For the word "shade", state how many lines of the data include it. Respond with the number only.

Stored items from a collection
# # #
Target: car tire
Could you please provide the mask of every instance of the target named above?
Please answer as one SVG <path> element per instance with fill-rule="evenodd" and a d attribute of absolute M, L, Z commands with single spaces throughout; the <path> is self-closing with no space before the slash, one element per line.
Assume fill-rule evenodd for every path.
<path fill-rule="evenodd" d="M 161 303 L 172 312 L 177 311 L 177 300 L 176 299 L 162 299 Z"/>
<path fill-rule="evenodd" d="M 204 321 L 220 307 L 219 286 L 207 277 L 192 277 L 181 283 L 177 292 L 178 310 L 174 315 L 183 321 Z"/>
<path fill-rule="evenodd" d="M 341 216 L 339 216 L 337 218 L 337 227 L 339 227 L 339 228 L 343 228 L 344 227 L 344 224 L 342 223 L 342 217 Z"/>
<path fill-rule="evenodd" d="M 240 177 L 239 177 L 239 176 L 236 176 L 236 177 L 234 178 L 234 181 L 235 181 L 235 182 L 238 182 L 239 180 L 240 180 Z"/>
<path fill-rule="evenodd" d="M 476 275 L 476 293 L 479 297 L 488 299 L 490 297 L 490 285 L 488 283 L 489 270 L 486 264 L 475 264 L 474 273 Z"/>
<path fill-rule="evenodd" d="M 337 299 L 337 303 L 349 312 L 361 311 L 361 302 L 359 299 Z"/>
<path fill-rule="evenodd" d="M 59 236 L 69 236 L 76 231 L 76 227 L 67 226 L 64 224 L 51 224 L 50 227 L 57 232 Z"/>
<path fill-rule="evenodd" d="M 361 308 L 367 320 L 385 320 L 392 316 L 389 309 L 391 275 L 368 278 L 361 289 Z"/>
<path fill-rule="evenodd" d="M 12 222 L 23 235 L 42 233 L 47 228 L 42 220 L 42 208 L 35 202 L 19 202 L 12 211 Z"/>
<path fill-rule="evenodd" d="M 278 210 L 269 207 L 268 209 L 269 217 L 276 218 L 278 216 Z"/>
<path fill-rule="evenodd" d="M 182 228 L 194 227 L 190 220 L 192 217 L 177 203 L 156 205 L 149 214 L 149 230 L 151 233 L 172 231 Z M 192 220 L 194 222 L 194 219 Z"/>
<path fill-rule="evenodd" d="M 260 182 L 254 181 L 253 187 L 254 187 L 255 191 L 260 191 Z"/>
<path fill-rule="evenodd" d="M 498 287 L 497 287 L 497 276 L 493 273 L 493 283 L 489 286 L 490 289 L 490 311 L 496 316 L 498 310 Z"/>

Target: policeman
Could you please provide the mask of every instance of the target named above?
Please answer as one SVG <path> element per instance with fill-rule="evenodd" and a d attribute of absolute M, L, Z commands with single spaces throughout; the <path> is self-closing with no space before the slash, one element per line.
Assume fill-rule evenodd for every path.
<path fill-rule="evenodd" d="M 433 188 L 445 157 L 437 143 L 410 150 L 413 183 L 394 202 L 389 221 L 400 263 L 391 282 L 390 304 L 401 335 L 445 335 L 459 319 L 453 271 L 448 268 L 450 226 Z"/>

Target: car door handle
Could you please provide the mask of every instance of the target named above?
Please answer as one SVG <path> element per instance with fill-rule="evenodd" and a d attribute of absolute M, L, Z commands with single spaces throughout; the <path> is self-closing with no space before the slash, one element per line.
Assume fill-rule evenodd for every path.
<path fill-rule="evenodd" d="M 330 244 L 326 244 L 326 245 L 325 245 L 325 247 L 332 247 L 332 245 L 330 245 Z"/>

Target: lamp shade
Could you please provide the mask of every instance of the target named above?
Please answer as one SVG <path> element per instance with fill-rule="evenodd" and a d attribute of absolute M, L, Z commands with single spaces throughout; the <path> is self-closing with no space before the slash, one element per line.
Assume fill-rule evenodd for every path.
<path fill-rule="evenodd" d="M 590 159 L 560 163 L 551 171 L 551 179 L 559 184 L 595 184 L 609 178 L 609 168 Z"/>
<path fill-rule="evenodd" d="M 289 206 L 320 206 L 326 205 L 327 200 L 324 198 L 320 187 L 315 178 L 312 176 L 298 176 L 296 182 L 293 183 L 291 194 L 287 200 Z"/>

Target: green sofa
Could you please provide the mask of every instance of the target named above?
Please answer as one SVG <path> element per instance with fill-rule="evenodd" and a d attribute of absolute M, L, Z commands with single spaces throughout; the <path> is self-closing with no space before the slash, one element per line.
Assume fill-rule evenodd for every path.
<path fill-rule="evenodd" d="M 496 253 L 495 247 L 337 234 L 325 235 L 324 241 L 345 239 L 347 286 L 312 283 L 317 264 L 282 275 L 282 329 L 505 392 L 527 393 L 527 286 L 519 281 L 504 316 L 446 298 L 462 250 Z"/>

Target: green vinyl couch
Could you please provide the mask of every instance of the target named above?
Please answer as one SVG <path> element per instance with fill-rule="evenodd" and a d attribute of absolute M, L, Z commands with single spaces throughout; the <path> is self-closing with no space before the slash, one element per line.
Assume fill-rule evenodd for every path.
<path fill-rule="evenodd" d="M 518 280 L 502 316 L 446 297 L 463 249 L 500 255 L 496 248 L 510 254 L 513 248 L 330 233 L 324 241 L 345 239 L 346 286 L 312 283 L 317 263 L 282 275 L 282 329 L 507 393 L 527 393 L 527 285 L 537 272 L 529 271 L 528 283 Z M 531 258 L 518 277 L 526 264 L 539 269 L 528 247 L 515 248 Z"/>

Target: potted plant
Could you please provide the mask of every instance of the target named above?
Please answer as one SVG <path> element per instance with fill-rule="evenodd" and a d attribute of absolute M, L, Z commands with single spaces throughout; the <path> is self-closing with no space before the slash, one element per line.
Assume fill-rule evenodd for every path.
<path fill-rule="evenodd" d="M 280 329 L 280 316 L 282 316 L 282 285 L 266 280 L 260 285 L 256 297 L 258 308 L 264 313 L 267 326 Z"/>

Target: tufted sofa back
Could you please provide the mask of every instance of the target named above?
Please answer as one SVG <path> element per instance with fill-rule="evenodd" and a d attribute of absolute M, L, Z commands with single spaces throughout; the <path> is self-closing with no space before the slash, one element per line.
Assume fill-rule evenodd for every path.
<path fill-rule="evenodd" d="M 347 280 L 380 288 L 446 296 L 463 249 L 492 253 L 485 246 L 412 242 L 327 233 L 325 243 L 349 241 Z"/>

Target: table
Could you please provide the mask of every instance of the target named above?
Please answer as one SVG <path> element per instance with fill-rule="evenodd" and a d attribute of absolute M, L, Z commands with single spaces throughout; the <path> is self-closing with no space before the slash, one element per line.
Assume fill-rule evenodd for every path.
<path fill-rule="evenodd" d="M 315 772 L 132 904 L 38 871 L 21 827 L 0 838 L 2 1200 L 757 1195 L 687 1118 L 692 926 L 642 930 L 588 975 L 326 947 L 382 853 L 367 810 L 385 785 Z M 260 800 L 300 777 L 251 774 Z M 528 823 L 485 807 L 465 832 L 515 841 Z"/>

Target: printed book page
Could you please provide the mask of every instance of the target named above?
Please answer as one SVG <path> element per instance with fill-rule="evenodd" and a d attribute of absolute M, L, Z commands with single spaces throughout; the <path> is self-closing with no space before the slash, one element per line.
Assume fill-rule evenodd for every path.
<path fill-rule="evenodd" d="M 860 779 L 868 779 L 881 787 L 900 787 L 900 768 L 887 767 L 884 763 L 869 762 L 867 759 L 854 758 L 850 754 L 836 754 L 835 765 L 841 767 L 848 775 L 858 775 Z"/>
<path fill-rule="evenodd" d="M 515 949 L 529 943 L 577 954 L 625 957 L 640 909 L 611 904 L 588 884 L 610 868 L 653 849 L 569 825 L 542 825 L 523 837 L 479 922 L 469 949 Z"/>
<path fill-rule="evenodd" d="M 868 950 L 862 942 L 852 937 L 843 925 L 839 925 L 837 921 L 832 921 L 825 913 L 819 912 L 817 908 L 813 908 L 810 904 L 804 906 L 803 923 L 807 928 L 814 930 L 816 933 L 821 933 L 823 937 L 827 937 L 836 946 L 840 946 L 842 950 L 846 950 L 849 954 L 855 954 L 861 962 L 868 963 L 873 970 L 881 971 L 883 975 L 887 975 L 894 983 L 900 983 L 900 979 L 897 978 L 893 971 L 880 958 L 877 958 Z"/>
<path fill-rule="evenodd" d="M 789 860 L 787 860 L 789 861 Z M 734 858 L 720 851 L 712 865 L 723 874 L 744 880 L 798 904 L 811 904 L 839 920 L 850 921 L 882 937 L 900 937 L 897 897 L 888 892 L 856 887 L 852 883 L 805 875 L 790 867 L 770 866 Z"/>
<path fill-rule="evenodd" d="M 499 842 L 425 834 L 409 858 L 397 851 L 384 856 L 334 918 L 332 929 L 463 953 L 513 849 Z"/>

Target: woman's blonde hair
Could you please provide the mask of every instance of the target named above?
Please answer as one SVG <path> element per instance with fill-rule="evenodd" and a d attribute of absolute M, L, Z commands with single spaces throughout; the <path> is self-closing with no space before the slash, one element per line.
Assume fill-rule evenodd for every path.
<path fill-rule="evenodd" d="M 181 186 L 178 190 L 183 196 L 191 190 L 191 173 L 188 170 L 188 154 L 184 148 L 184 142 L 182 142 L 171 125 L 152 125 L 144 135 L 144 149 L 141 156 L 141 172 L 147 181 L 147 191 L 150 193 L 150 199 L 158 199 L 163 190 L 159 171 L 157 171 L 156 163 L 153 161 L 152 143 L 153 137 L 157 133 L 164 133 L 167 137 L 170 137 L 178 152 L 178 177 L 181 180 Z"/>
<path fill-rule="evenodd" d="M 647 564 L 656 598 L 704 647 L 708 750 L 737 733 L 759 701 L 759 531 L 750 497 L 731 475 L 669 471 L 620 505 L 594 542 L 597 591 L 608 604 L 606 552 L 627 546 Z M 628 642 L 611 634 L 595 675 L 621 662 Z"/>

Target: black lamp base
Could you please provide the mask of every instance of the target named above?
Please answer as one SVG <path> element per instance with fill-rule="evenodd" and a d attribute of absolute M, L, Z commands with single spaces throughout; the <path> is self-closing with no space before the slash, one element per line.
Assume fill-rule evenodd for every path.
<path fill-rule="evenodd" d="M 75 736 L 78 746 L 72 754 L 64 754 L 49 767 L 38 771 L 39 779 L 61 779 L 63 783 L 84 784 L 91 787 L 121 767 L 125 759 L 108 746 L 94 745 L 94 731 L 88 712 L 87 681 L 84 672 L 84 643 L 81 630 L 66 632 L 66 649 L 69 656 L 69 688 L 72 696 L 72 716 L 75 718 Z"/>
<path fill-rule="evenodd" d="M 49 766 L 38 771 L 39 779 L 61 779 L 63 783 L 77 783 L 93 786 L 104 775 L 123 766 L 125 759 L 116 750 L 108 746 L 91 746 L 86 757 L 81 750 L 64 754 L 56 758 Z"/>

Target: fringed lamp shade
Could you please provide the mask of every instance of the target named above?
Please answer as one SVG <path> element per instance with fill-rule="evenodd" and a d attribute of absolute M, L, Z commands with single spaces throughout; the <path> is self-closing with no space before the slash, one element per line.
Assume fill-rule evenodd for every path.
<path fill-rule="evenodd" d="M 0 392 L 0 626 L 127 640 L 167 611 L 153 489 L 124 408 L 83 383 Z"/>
# # #
YOUR SOLUTION: 2